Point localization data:
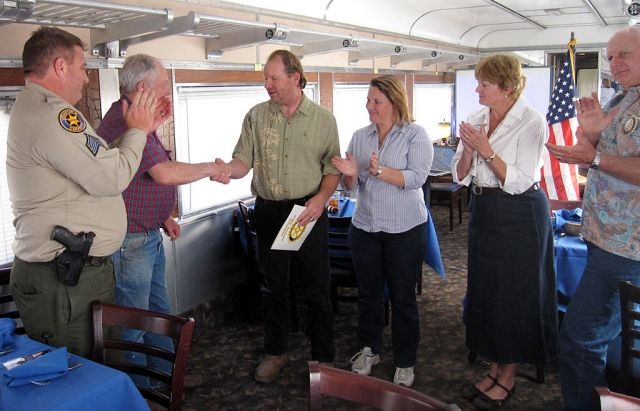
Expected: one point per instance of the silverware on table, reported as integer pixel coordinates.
(71, 367)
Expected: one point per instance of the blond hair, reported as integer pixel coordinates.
(504, 70)
(393, 88)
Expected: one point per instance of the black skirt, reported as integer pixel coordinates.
(512, 308)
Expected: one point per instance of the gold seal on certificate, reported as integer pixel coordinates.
(630, 125)
(292, 234)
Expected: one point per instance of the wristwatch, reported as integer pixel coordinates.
(596, 162)
(490, 158)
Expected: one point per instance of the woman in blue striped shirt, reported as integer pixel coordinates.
(388, 161)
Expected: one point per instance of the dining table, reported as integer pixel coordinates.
(91, 386)
(346, 208)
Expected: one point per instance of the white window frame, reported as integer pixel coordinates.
(7, 97)
(204, 133)
(350, 111)
(432, 104)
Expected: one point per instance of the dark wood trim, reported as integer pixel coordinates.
(326, 90)
(359, 77)
(227, 76)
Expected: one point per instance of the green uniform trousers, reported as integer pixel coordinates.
(61, 315)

■ **What you are asked to do**: Leaving out the pictures, repeat the data above exactly.

■ **The answer**:
Expected: one point per instance of the silverware on table, reported as integer pixel coordinates.
(71, 367)
Expected: one point per instance of the blond hair, reported as integer pixel coordinates.
(504, 70)
(393, 88)
Expected: one point per instance of the black skirt, reported as integer pixel coordinates.
(512, 308)
Expected: one point per instance of the gold seal on certificate, reported as integer pixel coordinates.
(630, 125)
(292, 234)
Expected: one point per instance of the wristwatch, reported as integer pixel coordinates.
(596, 162)
(490, 158)
Expected: one point per instance of the woman in blue striped shirt, reported as integer pixel coordinates.
(388, 161)
Expected: one point per instance of the dining table, reported as integer pixel coordinates.
(91, 386)
(346, 208)
Expected: one point per instance of the white window frame, reported as integer pixel coordinates.
(7, 97)
(204, 133)
(350, 111)
(432, 104)
Expected: one point per instance of the dark wood trim, reported as integer pixel coordinates.
(326, 90)
(359, 77)
(227, 76)
Expected: one point per instance of the green uniform trousers, reported as integer pixel coordinates.
(61, 315)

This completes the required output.